> [To do] Reproduce all of the data below, substituting "survey log" for every occurrence of "scouting tally" and leaving everything else unchanged.

> [Data shown]

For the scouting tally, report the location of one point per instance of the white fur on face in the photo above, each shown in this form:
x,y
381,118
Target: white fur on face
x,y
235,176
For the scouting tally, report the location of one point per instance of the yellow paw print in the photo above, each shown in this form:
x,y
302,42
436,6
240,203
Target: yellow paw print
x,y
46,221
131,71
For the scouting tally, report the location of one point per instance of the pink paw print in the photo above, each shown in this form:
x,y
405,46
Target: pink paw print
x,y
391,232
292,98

> [Response to the task]
For the survey log, report the location of one point per instance of the white fur on face in the photo above, each shown in this form:
x,y
381,118
Target: white fur on face
x,y
235,176
For the survey log, report the location of one point per instance of the yellow paw print in the photo above, each shown in this form:
x,y
302,42
436,6
240,203
Target: yellow paw print
x,y
46,221
131,71
For the survey log, report the location of one point per instance of the pink paw print in the photo above, each shown in this form:
x,y
405,46
Target: pink paw print
x,y
391,232
292,98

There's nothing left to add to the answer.